*Exercise instructions:* A word-for-word copy of the entries below is required.

*Data supplied:*
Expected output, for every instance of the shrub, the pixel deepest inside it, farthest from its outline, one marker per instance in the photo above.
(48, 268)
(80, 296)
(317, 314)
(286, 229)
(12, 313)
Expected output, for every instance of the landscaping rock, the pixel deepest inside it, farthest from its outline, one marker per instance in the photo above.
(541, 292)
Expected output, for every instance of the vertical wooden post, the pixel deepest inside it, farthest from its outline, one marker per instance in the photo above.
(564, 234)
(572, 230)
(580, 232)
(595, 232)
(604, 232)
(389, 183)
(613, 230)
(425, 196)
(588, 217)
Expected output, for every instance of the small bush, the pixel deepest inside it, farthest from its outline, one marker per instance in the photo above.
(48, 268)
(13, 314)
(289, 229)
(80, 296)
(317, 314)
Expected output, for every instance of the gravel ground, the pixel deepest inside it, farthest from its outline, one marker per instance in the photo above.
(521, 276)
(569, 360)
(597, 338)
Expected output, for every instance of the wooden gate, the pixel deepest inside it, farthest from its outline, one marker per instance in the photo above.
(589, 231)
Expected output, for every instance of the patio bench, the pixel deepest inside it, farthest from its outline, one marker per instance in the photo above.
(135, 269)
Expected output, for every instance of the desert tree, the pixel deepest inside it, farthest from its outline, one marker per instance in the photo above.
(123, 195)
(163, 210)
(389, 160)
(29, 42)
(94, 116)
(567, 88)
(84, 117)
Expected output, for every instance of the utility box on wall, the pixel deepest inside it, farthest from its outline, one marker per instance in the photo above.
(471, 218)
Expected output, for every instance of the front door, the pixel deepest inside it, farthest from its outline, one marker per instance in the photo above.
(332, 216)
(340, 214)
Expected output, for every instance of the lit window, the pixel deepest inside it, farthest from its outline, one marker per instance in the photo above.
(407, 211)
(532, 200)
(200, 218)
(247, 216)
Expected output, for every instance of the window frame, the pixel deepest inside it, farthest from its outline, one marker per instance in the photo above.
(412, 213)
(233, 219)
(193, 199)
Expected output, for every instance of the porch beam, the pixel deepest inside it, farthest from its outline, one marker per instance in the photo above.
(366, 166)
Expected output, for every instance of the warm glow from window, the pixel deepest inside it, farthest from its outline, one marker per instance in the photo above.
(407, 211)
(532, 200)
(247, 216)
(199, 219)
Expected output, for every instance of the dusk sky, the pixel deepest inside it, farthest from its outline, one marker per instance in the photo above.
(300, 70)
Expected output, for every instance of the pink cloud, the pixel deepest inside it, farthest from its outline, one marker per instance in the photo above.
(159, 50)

*Result for this task:*
Expected output, for every instance of the shrub, the pixel deepest inside it, farthest from its outline, one marker per instance in the photo above.
(48, 268)
(80, 296)
(317, 314)
(286, 229)
(12, 313)
Expected output, for every instance of the landscaping rock, the pixel deepest inside it, farthest from its outline, one marker per instance in the photo above.
(541, 292)
Expected output, for every instance of the vertical wooden post, the pixel deepest inside it, farthest from its outline, one marker per instance in the photo above.
(564, 234)
(572, 230)
(580, 232)
(595, 232)
(604, 232)
(389, 183)
(613, 230)
(425, 196)
(588, 217)
Expected output, for every instance of the small bush, the pixel deepest inside it, farthest from its outline, one marker per instance in the photo above.
(48, 268)
(13, 314)
(289, 229)
(80, 296)
(317, 314)
Expected output, for every instance of the gravel ground, the pixel deepest inside it, farthest from its outline, one marker per instance in the photo above.
(521, 276)
(569, 360)
(597, 338)
Expected output, for every instance of the wooden gate, the pixel deepest inside it, farthest from its outline, one marker per instance in the photo above.
(589, 231)
Expected output, for every instance of the patio bench, the pixel deepest inside it, farthest from its outline, one marker per instance in the photo above.
(135, 269)
Expected output, for every instance of the desert tree, the pixel deepest inside it, farthest from its outline, one marker per instance in the photo above.
(123, 195)
(163, 210)
(389, 160)
(29, 42)
(94, 116)
(567, 88)
(84, 117)
Expected output, for every instance of the utility box on wall, the pixel deepest inside it, farthest from its outline, one marker per instance in the photo above.
(471, 218)
Expected output, for every instance of the front door, the pixel deepest inside it, farthest from its outline, one marker per instance in the photo above.
(332, 216)
(340, 214)
Expected output, for every instance of the lit window, the pixel deepest inside it, farthest from its outline, one marker per instance in the photo above.
(407, 211)
(532, 200)
(200, 218)
(247, 216)
Expected output, for every instance of the window frame, the pixel deepest inside it, farthest from its outline, one marker per instance in the photo above.
(412, 213)
(233, 219)
(193, 199)
Expected output, for every instance of the porch beam, the pixel deepest inside it, farthest from its outline, one marker per instance in the photo above.
(366, 166)
Expected output, for every instance of the warm glow from window, the pixel deepest inside it, farthest from its outline, one marker per instance in the photo above.
(407, 211)
(532, 200)
(247, 216)
(199, 219)
Expected output, for every instance of the dusk sky, the pixel deepest inside it, farthest from its outline, one marker per instance in the photo above.
(300, 70)
Expected output, for every instance of the pink cloud, the pixel deepest inside it, farthest from its outline, one marker per instance in the photo above.
(159, 50)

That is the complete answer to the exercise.